■ **AIM OF THE EXERCISE**
Make an exact copy of the lines, leaving the pictures out.

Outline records
* start *
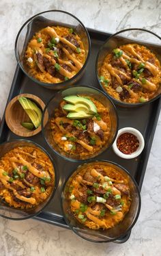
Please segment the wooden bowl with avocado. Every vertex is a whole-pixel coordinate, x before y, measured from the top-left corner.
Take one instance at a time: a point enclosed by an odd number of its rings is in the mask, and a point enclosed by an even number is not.
[[[10,129],[21,137],[31,137],[41,131],[42,111],[45,104],[37,96],[22,94],[8,103],[5,117]]]

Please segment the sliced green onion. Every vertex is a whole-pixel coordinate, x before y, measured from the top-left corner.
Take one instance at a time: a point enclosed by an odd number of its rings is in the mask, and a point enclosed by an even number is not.
[[[141,79],[141,82],[142,82],[143,84],[146,84],[147,80],[145,79],[145,78],[142,78],[142,79]]]
[[[79,47],[76,47],[76,51],[77,51],[78,53],[80,53],[81,50]]]
[[[7,172],[2,172],[3,176],[8,176],[8,173]]]
[[[74,194],[72,194],[72,195],[70,196],[70,199],[71,200],[74,199],[75,199],[75,196],[74,196]]]
[[[93,191],[92,191],[92,190],[87,190],[87,193],[88,194],[93,194]]]
[[[110,181],[110,178],[108,176],[104,176],[104,179],[105,181]]]
[[[37,41],[38,41],[38,42],[42,42],[42,38],[38,38],[37,39]]]
[[[101,217],[103,217],[105,215],[105,212],[106,212],[105,209],[102,209],[101,210],[101,212],[100,212],[100,214]]]
[[[44,187],[41,187],[41,192],[45,192],[45,189],[44,189]]]
[[[57,63],[55,63],[55,64],[54,65],[54,66],[55,67],[55,68],[57,69],[57,71],[59,71],[60,69],[60,65],[59,65],[59,64]]]
[[[83,214],[78,214],[78,218],[80,218],[80,220],[83,220],[85,216]]]
[[[98,188],[99,187],[99,184],[97,182],[94,182],[93,184],[93,187],[95,188]]]
[[[115,196],[115,199],[117,199],[117,200],[118,200],[118,199],[121,199],[121,196],[120,196],[120,194],[116,194],[116,195]]]
[[[30,188],[30,191],[33,192],[34,190],[35,190],[35,188],[34,187],[31,187]]]
[[[106,203],[106,200],[104,199],[103,197],[96,196],[96,202],[97,203]]]

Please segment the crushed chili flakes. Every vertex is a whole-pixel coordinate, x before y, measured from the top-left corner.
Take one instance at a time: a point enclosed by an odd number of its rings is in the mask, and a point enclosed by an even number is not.
[[[131,155],[136,151],[139,146],[139,141],[135,135],[125,133],[117,140],[117,146],[123,154]]]

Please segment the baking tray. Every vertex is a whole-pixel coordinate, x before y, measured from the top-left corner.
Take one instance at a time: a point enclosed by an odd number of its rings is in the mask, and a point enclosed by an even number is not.
[[[91,40],[91,52],[86,71],[78,84],[79,85],[91,86],[100,89],[95,73],[95,63],[99,48],[111,34],[91,29],[88,29],[88,31]],[[55,91],[44,88],[34,83],[17,66],[7,104],[12,98],[21,93],[35,94],[40,97],[44,103],[47,103],[51,96],[54,95]],[[117,107],[119,116],[119,128],[127,126],[132,127],[138,129],[143,135],[145,144],[144,150],[139,157],[132,159],[121,159],[114,153],[112,149],[110,149],[94,158],[97,159],[108,159],[121,165],[134,177],[140,190],[146,170],[160,106],[161,99],[158,99],[155,101],[140,107],[128,109]],[[0,143],[17,138],[22,138],[22,137],[18,137],[10,131],[5,121],[5,116],[3,116],[0,127]],[[35,216],[34,218],[69,229],[62,216],[60,205],[61,190],[65,177],[73,170],[76,169],[79,164],[65,160],[61,157],[56,155],[51,151],[41,133],[29,138],[27,138],[27,139],[35,141],[48,151],[53,161],[57,164],[59,177],[58,188],[54,198],[49,205],[39,215]],[[123,237],[115,240],[115,242],[125,242],[129,238],[130,235],[130,232],[128,232]]]

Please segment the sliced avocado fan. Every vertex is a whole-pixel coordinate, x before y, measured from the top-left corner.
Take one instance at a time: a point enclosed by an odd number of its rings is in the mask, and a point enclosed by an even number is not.
[[[18,101],[35,127],[38,128],[41,124],[42,110],[29,99],[20,97]]]

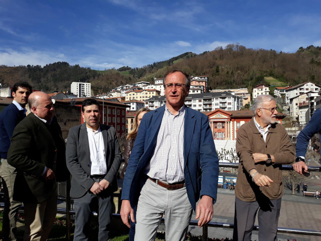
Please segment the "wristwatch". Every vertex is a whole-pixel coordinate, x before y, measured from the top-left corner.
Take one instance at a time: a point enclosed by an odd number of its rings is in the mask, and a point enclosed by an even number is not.
[[[296,158],[295,158],[295,162],[305,162],[305,159],[302,158],[301,157],[297,157]]]
[[[271,159],[271,155],[270,154],[266,154],[267,156],[267,159],[266,159],[266,164],[269,164],[272,162],[272,159]]]

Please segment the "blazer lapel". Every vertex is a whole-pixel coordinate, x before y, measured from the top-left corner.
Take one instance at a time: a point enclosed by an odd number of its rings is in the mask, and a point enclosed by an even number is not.
[[[85,148],[86,159],[90,161],[90,150],[89,149],[89,141],[88,141],[88,134],[87,132],[86,123],[82,124],[79,131],[79,144]]]
[[[107,130],[105,128],[105,127],[102,125],[100,125],[100,130],[101,130],[101,133],[102,134],[102,139],[104,140],[104,147],[105,150],[105,155],[106,156],[107,153],[107,149],[108,148],[108,134],[107,132]],[[107,161],[107,158],[106,159],[106,161]]]
[[[184,118],[184,167],[186,166],[187,163],[187,156],[191,149],[196,122],[195,115],[190,111],[190,108],[186,106]]]

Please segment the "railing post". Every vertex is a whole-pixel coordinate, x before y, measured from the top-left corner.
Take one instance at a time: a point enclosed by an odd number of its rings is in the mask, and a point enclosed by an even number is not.
[[[202,237],[202,241],[207,241],[208,237],[207,229],[207,225],[204,225],[203,226],[203,236]]]
[[[67,227],[67,240],[70,240],[71,235],[71,215],[69,213],[70,211],[70,177],[69,175],[66,182],[66,221]]]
* end *
■ **COMPLETED EXERCISE**
Please segment the wooden bowl with avocado. Every vertex is a whole-pixel coordinate, x before y, measured from the top-left corner.
Take one instance at a time: a point enclosed by an odd number of its rings is in the mask, and a point enclosed by an even number is not.
[[[10,129],[21,137],[31,137],[41,131],[42,111],[45,104],[37,96],[22,94],[8,103],[5,117]]]

Please segment the sliced green onion. Every vertex is a whole-pixel coordinate, x before y, measured from the top-left corner.
Take one instance at a time: a point enclosed by an odd number of its rings is in the mask, and a point enclosed by an even number is not.
[[[141,79],[141,82],[142,82],[143,84],[146,84],[147,80],[145,79],[145,78],[142,78],[142,79]]]
[[[79,47],[76,47],[76,51],[77,51],[78,53],[80,53],[81,50]]]
[[[7,172],[2,172],[3,176],[8,176],[8,173]]]
[[[74,194],[72,194],[72,195],[70,196],[70,199],[71,200],[74,199],[75,199],[75,196],[74,196]]]
[[[93,191],[92,191],[92,190],[87,190],[87,193],[88,194],[93,194]]]
[[[110,181],[110,178],[108,176],[104,176],[104,179],[105,181]]]
[[[37,41],[38,41],[38,42],[42,42],[42,38],[38,38],[37,39]]]
[[[101,217],[103,217],[105,215],[105,212],[106,212],[105,209],[102,209],[101,210],[101,212],[100,212],[100,214]]]
[[[44,187],[41,187],[41,192],[45,192],[45,189],[44,189]]]
[[[57,63],[55,63],[55,64],[54,65],[54,66],[55,67],[55,68],[57,69],[57,71],[59,71],[60,69],[60,65],[59,65],[59,64]]]
[[[83,214],[78,214],[78,218],[80,218],[80,220],[83,220],[85,216]]]
[[[98,188],[99,187],[99,184],[97,182],[94,182],[93,184],[93,187],[95,188]]]
[[[115,196],[115,199],[117,199],[117,200],[118,200],[118,199],[121,199],[121,196],[120,196],[120,194],[116,194],[116,195]]]
[[[30,188],[30,191],[33,192],[34,190],[35,190],[35,188],[34,187],[31,187]]]
[[[106,203],[106,200],[104,199],[103,197],[96,196],[96,202],[97,203]]]

Please segment the crushed chili flakes. Every vertex is a whole-pixel coordinate, x before y, measured from the top-left corner.
Take one instance at a time: a point enclosed by an odd number of its rings is in the mask, and a point enclosed by an even number is not.
[[[131,155],[136,151],[139,146],[139,141],[135,135],[125,133],[117,140],[117,146],[123,154]]]

Please segment the baking tray. Every vertex is a whole-pixel coordinate, x before y, measured from the top-left corner.
Take one instance at a time: a point enclosed by an odd number of its rings is in the mask, and a point enclosed by an even number is not.
[[[91,40],[91,52],[86,71],[78,84],[79,85],[91,86],[100,89],[95,73],[95,63],[99,48],[111,34],[91,29],[88,29],[88,31]],[[55,91],[44,88],[34,83],[17,66],[7,104],[12,98],[21,93],[35,94],[40,97],[44,103],[47,103],[51,96],[54,95]],[[117,107],[119,116],[119,128],[127,126],[132,127],[138,129],[143,135],[145,144],[144,150],[139,157],[132,159],[121,159],[114,153],[112,149],[110,149],[94,158],[97,159],[108,159],[121,165],[134,177],[140,190],[146,170],[160,106],[161,99],[158,99],[155,101],[140,107],[128,109]],[[0,143],[17,138],[22,138],[22,137],[18,137],[10,131],[5,121],[5,116],[3,116],[0,127]],[[35,216],[34,218],[69,229],[62,216],[60,205],[61,190],[65,177],[73,170],[76,169],[79,164],[65,160],[61,157],[56,155],[51,151],[41,133],[29,138],[27,138],[27,139],[35,141],[48,151],[53,161],[57,164],[59,177],[58,188],[54,198],[49,205],[39,215]],[[123,237],[115,240],[115,242],[125,242],[129,238],[130,235],[130,232],[128,232]]]

Please segment the sliced avocado fan. Every vertex is a whole-pixel coordinate, x before y, measured from the top-left corner.
Take one instance at a time: a point enclosed by an odd number of its rings is in the mask, and a point enclosed by an even number is not.
[[[18,101],[35,127],[38,128],[41,124],[42,110],[29,99],[20,97]]]

Please segment the "wristwatch". Every vertex is a whole-pixel coordinate, x before y, measured from the top-left corner.
Take one instance at a time: a point enclosed by an odd number of its rings is in the mask, and a point enclosed by an even number is not.
[[[296,158],[295,158],[295,162],[305,162],[305,159],[302,158],[301,157],[297,157]]]
[[[271,159],[271,155],[270,154],[266,154],[267,156],[267,159],[266,159],[266,164],[269,164],[272,162],[272,159]]]

Please segment the "blazer lapel". Every vertex is a whole-pixel coordinate, x before y, measured from the top-left corner.
Take one instance at a time: a point enclosed by an odd number of its rings is in the mask, and a point enclosed by an even number is not.
[[[85,148],[86,159],[90,161],[90,150],[89,149],[89,141],[88,141],[88,134],[87,132],[86,123],[82,124],[79,131],[79,144]]]
[[[107,130],[105,128],[105,127],[102,125],[100,125],[100,130],[101,130],[101,133],[102,134],[102,139],[104,140],[104,147],[105,150],[105,155],[106,156],[107,153],[107,149],[108,148],[108,134],[107,132]],[[107,161],[107,158],[106,159],[106,161]]]
[[[184,118],[184,167],[186,166],[187,163],[187,156],[191,149],[196,122],[195,115],[190,111],[190,108],[186,106]]]

Please segment the "railing post". Every vertex is a whole-pixel coordinate, x before y, measured from the top-left corner.
Take one instance at a time: a point enclosed by an odd number of its rings is in the mask, and a point enclosed by an even number is not.
[[[202,237],[202,241],[207,241],[208,237],[207,229],[207,225],[204,225],[203,226],[203,236]]]
[[[67,227],[67,240],[70,240],[71,235],[71,215],[69,213],[70,211],[70,177],[69,175],[66,182],[66,221]]]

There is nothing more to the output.